Source extract
● ● ● ● ●

Remarkably, the K-means clustering algorithm has added structure to the data where clusters 1 to 3 have a mean female items % of total items in the range of 83.67% to 91.88% and cluster 1 only has 1.03%.

Further enhanced that the male items % of total items follows a reverse pattern where cluster 4 has 83.57% and clusters 1 to 3 have range of 2.7% to 9.23%.

5.5.3 Clustering conclusion

In conclusion, we can infer from the K-means output that clusters 1 to 3 are female and cluster 4 are male customers.

Create lookup of cluster output and assign F to clusters 1 to 3 and M to cluster 4.

cluster_lookup <- data.frame(
  cluster = c(1, 2, 3, 4),
  gender = c('F', 'F', 'F', 'M')
)

Bolt on clusters to ml_customers.

ml_customers$cluster <- km_actual$cluster

Left join gender to ml_customers based on cluster_lookup.

ml_customers <- dplyr::left_join(ml_customers, cluster_lookup)
## Joining, by = "cluster"
ml_customers$cluster <- NULL

5.5.4 Distribution of gender

75.8% of customers in this dataset are female, and the remaining 24.2% are male.

ml_customers %>% 
  dplyr::group_by(gender) %>%
  dplyr::summarise(count = n()) %>%
  ggplot2::ggplot(aes(x = gender, y=count, fill=gender)) +
  ggplot2::geom_bar(stat = "identity", position = "identity") +
  ggplot2::geom_text(aes(label = paste0(sprintf("%0.1f", round(count/sum(count)*100,1)),'%'), vjust = -0.10)) +
  ggthemes::theme_few() + 
  ggplot2::labs(y = '# of Customers', x = 'Gender (F:Female, M:Male)') +
  ggplot2::theme(legend.position='none')

6 Model building

Now that we have added labels to the ml_customers dataset we can proceed with building a deep learning model that can classify whether a customer is male or female.

The h2o deep learning framework will be used to build a deep learning model.

6.1 Preparing the data

A binary column will be created to classify if a customer is male (0) or female (1) called ‘female’.

When building any machine learning model, a best practice is to split a dataset into two partitions: a trainset and a testset.

The trainset is used to build the model, the created model is then validated by predicting the label (F) in the test set. The trainset will be built on a 80% sample of ml_customers, and the remaining 30% will form the testset.

This is done to not overfit the model on the data and that it generalizes well on new data.

The predicted label is then compared to the actual label in the test set to assess the model.

# Set seed for reproducibility
set.seed(100)

● ● ● ● ●

Given data

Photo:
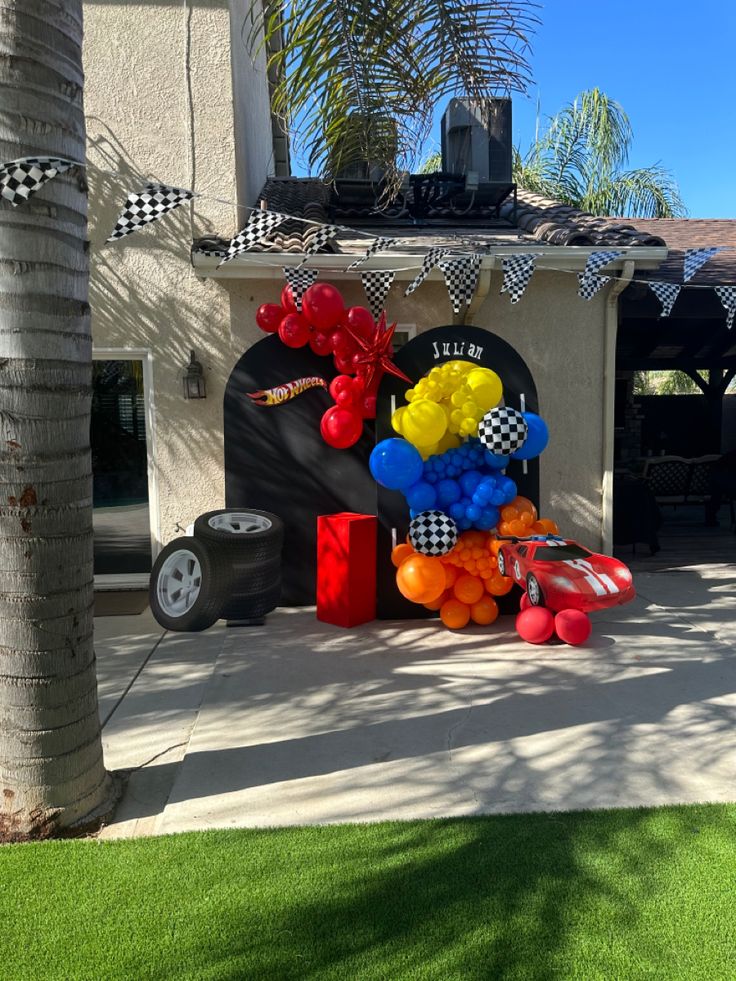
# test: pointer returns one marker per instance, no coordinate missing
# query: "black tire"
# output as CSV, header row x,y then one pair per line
x,y
174,613
260,544
252,607
534,590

● ● ● ● ●

Instructions
1. In the clustering walkthrough, what percentage of customers in the dataset are female?
2. Shorten the paragraph of the clustering walkthrough that begins "Now that we have added labels" to a single brief sentence that keeps its main facts.
3. Print the part of the clustering walkthrough between "Now that we" and "(1) called ‘female’.", inclusive.

Outputs for the tasks
1. 75.8%

2. With labels now added to the ml_customers dataset, a deep learning model can be built to classify each customer as male or female.

3.
Now that we have added labels to the ml_customers dataset we can proceed with building a deep learning model that can classify whether a customer is male or female.

The h2o deep learning framework will be used to build a deep learning model.

6.1 Preparing the data

A binary column will be created to classify if a customer is male (0) or female (1) called ‘female’.